Lay out every line of the records below as a Markdown table, skipping blank lines. Put each line's row number in a column headed "Row" and the line itself in a column headed "Line".

[START]

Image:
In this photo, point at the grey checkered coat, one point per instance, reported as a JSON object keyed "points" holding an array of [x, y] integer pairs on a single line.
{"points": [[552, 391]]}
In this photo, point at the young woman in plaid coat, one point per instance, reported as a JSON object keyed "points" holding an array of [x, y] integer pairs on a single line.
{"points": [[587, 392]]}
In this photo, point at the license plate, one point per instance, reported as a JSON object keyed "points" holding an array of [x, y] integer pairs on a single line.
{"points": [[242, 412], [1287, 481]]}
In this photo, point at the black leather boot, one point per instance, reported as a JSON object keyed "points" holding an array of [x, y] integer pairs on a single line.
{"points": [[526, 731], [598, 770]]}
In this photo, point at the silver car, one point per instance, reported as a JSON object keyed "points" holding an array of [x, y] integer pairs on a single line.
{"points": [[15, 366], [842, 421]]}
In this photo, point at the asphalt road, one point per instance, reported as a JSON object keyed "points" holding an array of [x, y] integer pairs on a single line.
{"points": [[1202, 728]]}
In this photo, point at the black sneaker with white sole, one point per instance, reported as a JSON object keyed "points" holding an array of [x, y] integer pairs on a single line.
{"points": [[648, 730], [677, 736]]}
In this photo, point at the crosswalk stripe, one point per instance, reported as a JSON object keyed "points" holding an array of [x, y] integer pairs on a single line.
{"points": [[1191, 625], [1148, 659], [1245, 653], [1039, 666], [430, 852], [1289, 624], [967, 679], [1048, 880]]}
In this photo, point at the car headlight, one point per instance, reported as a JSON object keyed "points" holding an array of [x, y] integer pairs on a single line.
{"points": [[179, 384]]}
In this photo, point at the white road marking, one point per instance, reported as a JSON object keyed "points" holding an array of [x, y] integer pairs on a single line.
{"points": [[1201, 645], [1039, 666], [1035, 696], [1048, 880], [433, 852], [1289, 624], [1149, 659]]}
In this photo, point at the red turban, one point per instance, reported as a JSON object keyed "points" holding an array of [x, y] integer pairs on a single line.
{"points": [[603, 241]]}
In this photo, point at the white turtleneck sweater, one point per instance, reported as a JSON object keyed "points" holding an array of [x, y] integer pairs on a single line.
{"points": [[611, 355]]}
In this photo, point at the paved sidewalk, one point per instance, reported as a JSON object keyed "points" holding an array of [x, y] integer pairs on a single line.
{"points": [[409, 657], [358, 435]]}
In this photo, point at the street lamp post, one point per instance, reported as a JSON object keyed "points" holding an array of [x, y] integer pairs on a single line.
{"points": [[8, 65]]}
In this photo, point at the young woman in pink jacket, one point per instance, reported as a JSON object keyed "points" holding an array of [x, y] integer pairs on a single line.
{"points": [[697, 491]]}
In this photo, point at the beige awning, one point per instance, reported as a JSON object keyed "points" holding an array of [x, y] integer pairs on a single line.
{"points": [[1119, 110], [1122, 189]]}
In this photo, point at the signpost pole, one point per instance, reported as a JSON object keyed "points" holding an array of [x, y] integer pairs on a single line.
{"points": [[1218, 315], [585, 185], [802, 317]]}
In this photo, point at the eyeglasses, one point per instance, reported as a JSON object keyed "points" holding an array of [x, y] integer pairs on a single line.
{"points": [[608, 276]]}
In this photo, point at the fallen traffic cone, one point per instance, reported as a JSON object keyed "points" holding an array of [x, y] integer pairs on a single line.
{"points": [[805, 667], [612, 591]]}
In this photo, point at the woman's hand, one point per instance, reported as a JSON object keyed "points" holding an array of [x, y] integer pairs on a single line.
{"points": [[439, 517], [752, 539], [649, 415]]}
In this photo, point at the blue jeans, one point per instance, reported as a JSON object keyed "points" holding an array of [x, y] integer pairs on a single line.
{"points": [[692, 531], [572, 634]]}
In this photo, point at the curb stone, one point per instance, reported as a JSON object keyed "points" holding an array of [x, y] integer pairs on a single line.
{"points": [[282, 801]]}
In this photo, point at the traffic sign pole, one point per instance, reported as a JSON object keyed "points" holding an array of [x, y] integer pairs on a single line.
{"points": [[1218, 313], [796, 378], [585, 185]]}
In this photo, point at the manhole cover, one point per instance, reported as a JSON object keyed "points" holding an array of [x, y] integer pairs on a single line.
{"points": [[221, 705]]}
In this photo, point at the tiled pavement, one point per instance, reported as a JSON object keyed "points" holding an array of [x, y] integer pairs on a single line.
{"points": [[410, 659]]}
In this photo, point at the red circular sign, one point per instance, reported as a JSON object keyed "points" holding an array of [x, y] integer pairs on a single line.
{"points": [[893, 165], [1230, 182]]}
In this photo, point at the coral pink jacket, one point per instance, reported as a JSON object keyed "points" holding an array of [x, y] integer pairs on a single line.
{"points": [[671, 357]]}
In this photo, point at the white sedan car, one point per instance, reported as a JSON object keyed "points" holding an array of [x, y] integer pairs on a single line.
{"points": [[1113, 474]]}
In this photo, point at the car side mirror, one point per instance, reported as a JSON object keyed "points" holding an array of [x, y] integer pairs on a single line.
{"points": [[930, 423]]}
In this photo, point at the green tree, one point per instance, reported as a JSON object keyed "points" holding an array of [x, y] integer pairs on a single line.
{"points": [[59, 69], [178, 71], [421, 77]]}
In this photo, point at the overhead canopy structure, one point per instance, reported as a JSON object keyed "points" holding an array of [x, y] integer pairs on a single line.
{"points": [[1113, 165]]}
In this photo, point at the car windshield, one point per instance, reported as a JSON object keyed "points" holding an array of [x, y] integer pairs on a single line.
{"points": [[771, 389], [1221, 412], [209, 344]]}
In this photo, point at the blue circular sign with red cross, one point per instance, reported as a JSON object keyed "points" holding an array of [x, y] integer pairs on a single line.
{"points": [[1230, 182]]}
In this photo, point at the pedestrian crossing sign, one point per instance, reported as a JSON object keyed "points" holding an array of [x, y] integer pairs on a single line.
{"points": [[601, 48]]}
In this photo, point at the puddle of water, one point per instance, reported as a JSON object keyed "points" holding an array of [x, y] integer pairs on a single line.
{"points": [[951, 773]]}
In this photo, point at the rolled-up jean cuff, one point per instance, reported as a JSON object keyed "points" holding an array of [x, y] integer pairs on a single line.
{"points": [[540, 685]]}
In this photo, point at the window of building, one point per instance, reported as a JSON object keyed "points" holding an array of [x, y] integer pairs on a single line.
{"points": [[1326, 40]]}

[END]

> [Correct response]
| Row | Line |
|---|---|
| 1 | Image: |
| 2 | In this photo, point at the grey checkered coat, one point per instance, reported as a JSON object keyed "points" holding an array of [x, y] integer pairs on a single line. |
| 3 | {"points": [[552, 391]]} |
| 4 | In this photo, point at the young woman in plaid coat, one point per instance, reported as a JSON object keyed "points" holding an array of [x, y] integer pairs on a single line. |
| 5 | {"points": [[587, 392]]} |
| 6 | In this photo, point at the license plate, one point per instance, reported as a JSON object keyed "points" holding an array of [x, y] integer pairs on a single line. |
| 7 | {"points": [[242, 412], [1287, 481]]} |
| 8 | In this photo, point at the black leather boot, one point per instance, reported as a JSON object keyed "points" holding an array of [x, y] integer pairs on a single line. |
| 9 | {"points": [[526, 731], [598, 770]]} |
| 10 | In this photo, point at the silver car, one point per instance, reported as a JSON object keyed "points" holding an array of [x, y] integer pairs on a single line. |
| 11 | {"points": [[15, 366], [842, 421]]} |
| 12 | In this photo, point at the asphalt road, one point per instance, reported as a JSON object keyed "points" holding an array of [x, y] integer pairs on a single line. |
| 13 | {"points": [[1202, 728]]} |
| 14 | In this photo, point at the black sneaker with white sole, one point per instance, reported as a JSON object keyed "points" holding an array of [x, y] integer pairs on a single line. |
| 15 | {"points": [[648, 730], [677, 736]]} |
| 16 | In this photo, point at the crosswalk stripe, one point per instance, reported as a JSON object keyed "points" holding an array of [x, y] integer pairs on a single line. |
| 17 | {"points": [[1191, 625], [1148, 659], [1245, 653], [1039, 666], [430, 852], [1289, 624], [967, 679], [1048, 880]]} |
| 18 | In this photo, point at the car headlight, one point per instance, reported as a JSON object keyed "points" holding an array of [x, y] integer pairs on a single line. |
| 19 | {"points": [[179, 384]]} |
| 20 | In this photo, point at the white road marking, one point per instance, reported as a JSON object keyed "points" holding an array of [x, y] integer pairs on a single line. |
| 21 | {"points": [[1201, 645], [1039, 666], [1035, 696], [1048, 880], [433, 852], [1289, 624], [1149, 659]]} |
| 22 | In this photo, point at the red turban, one point per instance, reported as a JSON object keyed "points" holding an array of [x, y] integer pairs on a single line. |
| 23 | {"points": [[603, 241]]} |
| 24 | In this photo, point at the white turtleneck sweater, one point per instance, reported as a JSON object keyed "points" holding an array of [x, y] integer pairs on a single line. |
| 25 | {"points": [[611, 355]]} |
| 26 | In this photo, point at the paved sidewalk, one point per instance, reported as a JSON object keyed "points" holding an array of [x, y] integer pairs on a single line. |
| 27 | {"points": [[409, 657], [358, 435]]} |
| 28 | In this photo, point at the street lamp post, one point per instance, reported as a JSON object keyed "points" holding an array of [x, y] integer pairs on a single line. |
| 29 | {"points": [[8, 65]]} |
| 30 | In this photo, point at the young woman in pink jacket, one point per instance, reported as a JSON object keyed "points" holding an array of [x, y] integer pairs on a single line. |
| 31 | {"points": [[697, 491]]} |
| 32 | In this photo, point at the beige awning, one point per instance, reported as a JSON object keyed "points" holding an array of [x, y] integer pairs on a single line. |
| 33 | {"points": [[1119, 110], [1122, 189]]} |
| 34 | In this photo, point at the signpost pole, one point per instance, reported as a JSON object keyed "points" holding an array of [x, y] integer pairs on a single line. |
| 35 | {"points": [[1218, 315], [585, 185], [802, 317]]} |
| 36 | In this photo, point at the eyeglasses, one point per instance, reported as a JSON object keyed "points" holding an array of [x, y] integer pairs on a single line. |
| 37 | {"points": [[608, 276]]} |
| 38 | In this photo, point at the fallen traffic cone, one point per instance, reported as a JSON object keyed "points" holding an array of [x, y] integer pairs on a single line. |
| 39 | {"points": [[805, 667], [612, 591]]} |
| 40 | In this photo, point at the woman's hand, one point per instance, reported as a JSON object keyed "points" holding an array of [x, y] integer pairs on a single line. |
| 41 | {"points": [[439, 517], [752, 539], [649, 415]]} |
| 42 | In this photo, point at the blue jeans, one point per instance, reported as a JSON object keyed "points" holding an array of [x, y] integer pairs on a single line. |
| 43 | {"points": [[692, 531], [572, 634]]} |
| 44 | In this photo, point at the curb stone, one point per instance, reported as a JSON object keyed "points" holding an array of [x, y] integer pairs on a single line. |
| 45 | {"points": [[282, 801]]} |
| 46 | In this photo, point at the traffic sign pole, one point per instance, reported as a JSON object keyed "points" holding an array of [x, y] integer pairs on a single line. |
| 47 | {"points": [[1218, 313], [796, 378], [585, 185]]} |
| 48 | In this photo, point at the manhole cover, one point per instance, reported as a JSON object keyed "points" holding an array of [x, y] integer pairs on a single line. |
| 49 | {"points": [[221, 705]]} |
| 50 | In this photo, point at the tiled pavement, one point per instance, reported as a JSON object keyed "points" holding an array of [x, y] integer pairs on a single line. |
| 51 | {"points": [[410, 659]]} |
| 52 | In this photo, point at the red circular sign, one point per instance, reported as a JSON object keyed "points" holding an array of [x, y] integer pairs on a single line. |
| 53 | {"points": [[893, 165], [1230, 182]]} |
| 54 | In this photo, point at the coral pink jacket, one point per instance, reported as a JSON object keyed "points" holding an array of [x, y] integer pairs on a single line. |
| 55 | {"points": [[671, 357]]} |
| 56 | In this photo, point at the white sedan car, one point per instance, reported as a JSON object keyed "points" holding an array of [x, y] integer pairs on a single line. |
| 57 | {"points": [[1113, 474]]} |
| 58 | In this photo, point at the car side mirror, one point per instance, reported as a JSON object keyed "points" holding an array of [x, y] integer pairs on a single line. |
| 59 | {"points": [[930, 423]]} |
| 60 | In this photo, point at the green tree, one point per instance, reported as a JSON object keyed "points" holding an array of [x, y] integer pairs on a single line. |
| 61 | {"points": [[59, 69], [178, 71], [421, 77]]} |
| 62 | In this photo, point at the overhead canopy structure, one point per instance, reported as a JSON object keyed "points" holding an array of [x, y] integer pairs on a single line. |
| 63 | {"points": [[1113, 165]]} |
| 64 | In this photo, point at the car windshield, one point per instance, reported as a JSON object keyed "points" holding an array of [x, y] integer pairs on a single line. |
| 65 | {"points": [[771, 389], [1221, 412], [209, 344]]} |
| 66 | In this photo, point at the blue circular sign with red cross, one point per instance, reported as a JSON object keyed "points" holding an array of [x, y] integer pairs on a single line. |
| 67 | {"points": [[1230, 182]]} |
| 68 | In this photo, point at the pedestrian crossing sign, one point per instance, reported as a JSON object keyed "points" holding an array of [x, y] integer pairs on a single line. |
| 69 | {"points": [[601, 48]]} |
| 70 | In this photo, point at the puddle of water, one point per instance, reported as a JSON object keyed "points" holding an array of [x, y] integer pairs on a single line. |
| 71 | {"points": [[951, 773]]} |
| 72 | In this photo, point at the rolled-up jean cuff, one point per instance, reported as a JSON object keyed "points" holding an array of [x, y] integer pairs on a single line. |
| 73 | {"points": [[540, 685]]} |
| 74 | In this photo, point at the window of building, one point per instance, reported as a JSON object keyed "points" holding an array of [x, y] integer pairs on a single line. |
| 75 | {"points": [[1326, 40]]} |